■ **Directive**:
In the boost converter thread below, what warning appears when the inductance is increased to 33uH?

I have been trying to make this boost converter design using TPS40210 which has the following specs:

Input- 11 to 14 volts

Output - 16 to 21 volts

Output current - 4 A

I am not familiar with loop compensation in power supplies and so,I have decided to take the help of Switcher Pro design tool.

I need help in finalizing the compensation components as when I increase the inductance's value to 33uH to reduce ripple current, the design shows insufficient gain margin(6 dB) warning.

The values which I have used for the compensation loop are:

(10nF,18.7k) and 270pF.

I read somewhere that low gain margin doesn't mean instability but the response time will be longer.

Should I go ahead with these values or can anybody please help me in finding the best possible values for my entire specification range?

I have been breaking my head over this for the past few days now but I am not able to find a solution.Any help would be highly appreciated.

Regards,

Anshul

  • 0
    TI__Genius 17240 points

    Hi Anshul,

    I think the compensator design is good. You can go ahead with these values.

■ **Listed records**:

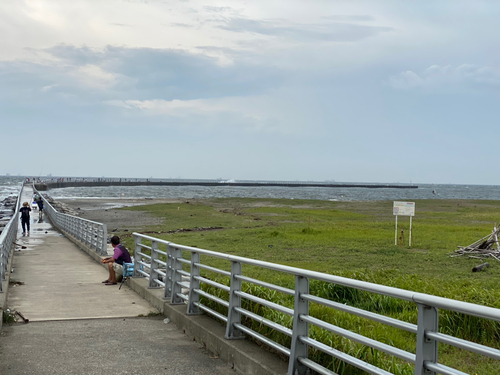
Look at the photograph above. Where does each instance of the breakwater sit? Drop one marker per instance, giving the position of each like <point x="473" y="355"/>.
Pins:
<point x="64" y="184"/>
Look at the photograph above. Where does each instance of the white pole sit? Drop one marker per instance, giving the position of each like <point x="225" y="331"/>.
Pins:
<point x="396" y="232"/>
<point x="409" y="242"/>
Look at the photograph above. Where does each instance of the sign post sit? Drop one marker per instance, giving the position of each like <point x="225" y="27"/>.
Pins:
<point x="403" y="209"/>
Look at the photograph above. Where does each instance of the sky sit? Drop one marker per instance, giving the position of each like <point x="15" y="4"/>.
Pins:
<point x="349" y="91"/>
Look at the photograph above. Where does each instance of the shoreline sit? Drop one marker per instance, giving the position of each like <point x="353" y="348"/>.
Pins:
<point x="107" y="211"/>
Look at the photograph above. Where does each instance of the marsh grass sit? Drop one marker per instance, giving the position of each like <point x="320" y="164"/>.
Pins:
<point x="354" y="240"/>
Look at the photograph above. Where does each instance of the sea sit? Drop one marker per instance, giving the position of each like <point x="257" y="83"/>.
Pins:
<point x="10" y="185"/>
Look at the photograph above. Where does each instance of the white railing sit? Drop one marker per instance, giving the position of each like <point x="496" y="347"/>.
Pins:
<point x="164" y="269"/>
<point x="7" y="240"/>
<point x="94" y="235"/>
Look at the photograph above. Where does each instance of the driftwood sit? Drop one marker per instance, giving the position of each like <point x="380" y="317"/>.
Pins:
<point x="480" y="267"/>
<point x="486" y="247"/>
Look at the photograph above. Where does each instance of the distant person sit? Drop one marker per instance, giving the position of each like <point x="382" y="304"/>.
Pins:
<point x="39" y="202"/>
<point x="120" y="256"/>
<point x="25" y="217"/>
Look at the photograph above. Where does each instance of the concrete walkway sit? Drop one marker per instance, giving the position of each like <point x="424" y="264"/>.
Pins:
<point x="80" y="326"/>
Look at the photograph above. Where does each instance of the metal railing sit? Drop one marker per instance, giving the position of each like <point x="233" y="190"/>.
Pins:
<point x="166" y="267"/>
<point x="7" y="240"/>
<point x="94" y="235"/>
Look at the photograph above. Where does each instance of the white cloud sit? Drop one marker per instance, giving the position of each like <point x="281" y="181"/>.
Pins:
<point x="262" y="114"/>
<point x="436" y="77"/>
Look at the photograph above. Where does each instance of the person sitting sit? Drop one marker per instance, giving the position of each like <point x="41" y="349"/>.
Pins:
<point x="120" y="256"/>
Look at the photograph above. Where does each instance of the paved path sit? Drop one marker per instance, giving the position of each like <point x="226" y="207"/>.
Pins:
<point x="80" y="326"/>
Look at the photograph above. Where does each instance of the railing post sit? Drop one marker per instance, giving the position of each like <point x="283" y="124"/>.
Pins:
<point x="194" y="297"/>
<point x="427" y="349"/>
<point x="137" y="256"/>
<point x="168" y="271"/>
<point x="300" y="328"/>
<point x="153" y="272"/>
<point x="234" y="301"/>
<point x="176" y="277"/>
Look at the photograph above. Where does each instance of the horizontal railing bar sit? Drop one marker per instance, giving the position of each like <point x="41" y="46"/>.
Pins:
<point x="264" y="302"/>
<point x="212" y="297"/>
<point x="184" y="273"/>
<point x="315" y="367"/>
<point x="183" y="296"/>
<point x="213" y="269"/>
<point x="267" y="322"/>
<point x="442" y="369"/>
<point x="144" y="255"/>
<point x="463" y="344"/>
<point x="148" y="265"/>
<point x="211" y="312"/>
<point x="183" y="284"/>
<point x="406" y="356"/>
<point x="144" y="246"/>
<point x="262" y="338"/>
<point x="161" y="273"/>
<point x="143" y="273"/>
<point x="160" y="262"/>
<point x="213" y="283"/>
<point x="344" y="357"/>
<point x="266" y="285"/>
<point x="362" y="313"/>
<point x="161" y="252"/>
<point x="159" y="282"/>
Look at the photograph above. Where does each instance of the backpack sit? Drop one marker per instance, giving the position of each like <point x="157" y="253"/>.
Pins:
<point x="25" y="213"/>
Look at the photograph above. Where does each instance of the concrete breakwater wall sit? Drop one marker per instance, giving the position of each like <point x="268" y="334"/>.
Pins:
<point x="56" y="185"/>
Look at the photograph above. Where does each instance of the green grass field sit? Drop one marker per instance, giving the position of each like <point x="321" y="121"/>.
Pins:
<point x="356" y="240"/>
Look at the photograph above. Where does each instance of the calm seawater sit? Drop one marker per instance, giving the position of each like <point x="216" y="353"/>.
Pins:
<point x="11" y="186"/>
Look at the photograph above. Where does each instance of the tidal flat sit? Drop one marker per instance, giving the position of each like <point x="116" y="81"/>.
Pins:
<point x="350" y="239"/>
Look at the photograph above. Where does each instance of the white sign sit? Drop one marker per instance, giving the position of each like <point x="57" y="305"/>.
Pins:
<point x="404" y="209"/>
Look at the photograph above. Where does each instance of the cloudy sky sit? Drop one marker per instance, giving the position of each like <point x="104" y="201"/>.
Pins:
<point x="358" y="91"/>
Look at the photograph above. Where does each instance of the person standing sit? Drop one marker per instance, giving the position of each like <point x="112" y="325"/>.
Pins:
<point x="39" y="202"/>
<point x="25" y="217"/>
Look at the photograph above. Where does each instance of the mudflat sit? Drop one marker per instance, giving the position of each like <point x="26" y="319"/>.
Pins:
<point x="107" y="211"/>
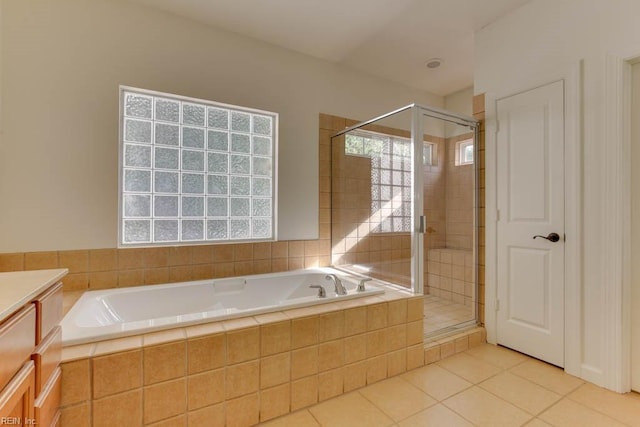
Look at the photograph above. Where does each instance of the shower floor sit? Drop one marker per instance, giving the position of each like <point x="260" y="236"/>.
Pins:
<point x="440" y="313"/>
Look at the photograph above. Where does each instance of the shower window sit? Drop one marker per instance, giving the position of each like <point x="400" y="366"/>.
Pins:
<point x="194" y="170"/>
<point x="390" y="178"/>
<point x="464" y="152"/>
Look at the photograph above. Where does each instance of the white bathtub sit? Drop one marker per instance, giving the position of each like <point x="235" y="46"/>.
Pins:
<point x="112" y="313"/>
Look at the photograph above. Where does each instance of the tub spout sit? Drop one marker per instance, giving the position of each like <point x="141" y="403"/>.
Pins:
<point x="340" y="290"/>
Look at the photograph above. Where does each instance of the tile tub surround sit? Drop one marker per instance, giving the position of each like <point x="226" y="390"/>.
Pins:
<point x="243" y="371"/>
<point x="114" y="268"/>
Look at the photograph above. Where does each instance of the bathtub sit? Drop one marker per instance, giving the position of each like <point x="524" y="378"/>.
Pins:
<point x="112" y="313"/>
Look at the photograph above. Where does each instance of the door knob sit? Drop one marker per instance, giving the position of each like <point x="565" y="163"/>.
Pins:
<point x="552" y="237"/>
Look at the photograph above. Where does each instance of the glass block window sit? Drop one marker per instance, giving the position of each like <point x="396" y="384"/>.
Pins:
<point x="195" y="170"/>
<point x="391" y="175"/>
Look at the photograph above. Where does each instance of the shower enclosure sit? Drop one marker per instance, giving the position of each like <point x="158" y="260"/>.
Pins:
<point x="403" y="208"/>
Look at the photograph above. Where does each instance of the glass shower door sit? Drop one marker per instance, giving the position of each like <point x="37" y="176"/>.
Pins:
<point x="372" y="174"/>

■ **Reply to the exercise**:
An insufficient gain margin (6 dB) warning.